▸ **Consignes de l'exercice**:
a: D'après le texte sélectionné, dans quelle ville se déroule le roman Les mains vides ?
b: Recopiez le passage du texte sélectionné qui va de « Dans cette ambiance » à « trouve la mort. », ces deux segments compris.

Nous avions fait connaissance avec le commissaire Soneri, "créature" du romancier italien
Valerio Varesi, .il y a déjà trois ans avec
le Fleuve des brumes un des tous premiers romans écrit par la maison d'édition AGULLO , instillant une ambiance très brumeuse, où le Pô révélait des secrets enfouis, et où notre cher Soneri développait une personnalité bien singulière, entre introspection et mélancolie latente.
Depuis, deux autres romans de
Valerio Varesi parus en France ( la collection complète des 10 enquêtes a été publié en Italie de 1998 à 2010) ont développé les enquêtes du commissaire Soneri , hélas nous sommes passés à côté de ceux ci,, et nous avons raccrochés les wagons de la saga Soneri, en ce printemps 2019 avec la sortie du 4e volet,
Les mains vides, dans lequel
Valerio Varesi nous plonge cette fois ci dans l'ambiance de la ville de Parme, dans une Parme aoûtienne et totalement étouffée par la canicule.
Dans cette ambiance entre Chandler et
Simenon, se dégage surtout celle d'une Parme en fin de règne, une ville qui tente tant bien que mal à se raccrocher à son flamboyant passé, mais qui ne parvient pas à juguler une nouvelle criminalité venue d'ailleurs, plus violente et aux yeux d'un Soneri plus que jamais désabusé, moins élégante que celle qu'il connaissait bien …
Dans ce Parme crépusculaire, un commerçant que l'on cherchait à intimider trouve la mort.

▸ **Extraits de données**:
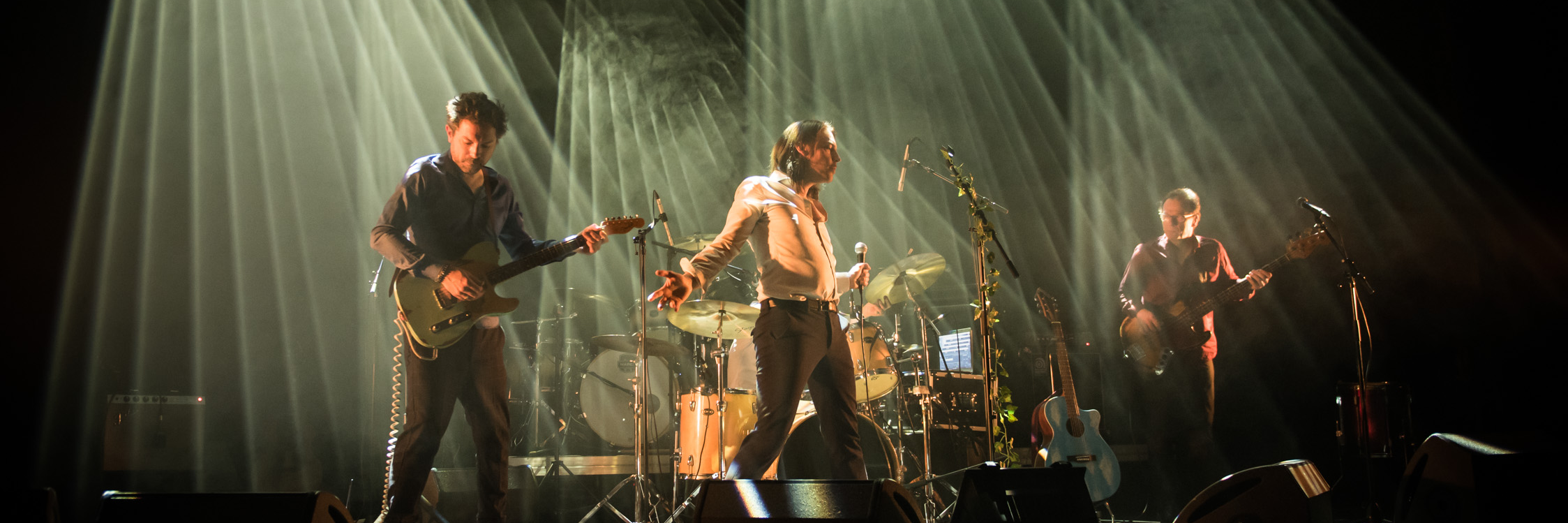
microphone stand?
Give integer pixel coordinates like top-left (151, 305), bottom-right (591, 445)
==
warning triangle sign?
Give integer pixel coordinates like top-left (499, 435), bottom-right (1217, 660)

▸ **Corrigé de l'exercice**:
a: À Parme, une Parme aoûtienne étouffée par la canicule.

b:
Dans cette ambiance entre Chandler et
Simenon, se dégage surtout celle d'une Parme en fin de règne, une ville qui tente tant bien que mal à se raccrocher à son flamboyant passé, mais qui ne parvient pas à juguler une nouvelle criminalité venue d'ailleurs, plus violente et aux yeux d'un Soneri plus que jamais désabusé, moins élégante que celle qu'il connaissait bien …
Dans ce Parme crépusculaire, un commerçant que l'on cherchait à intimider trouve la mort.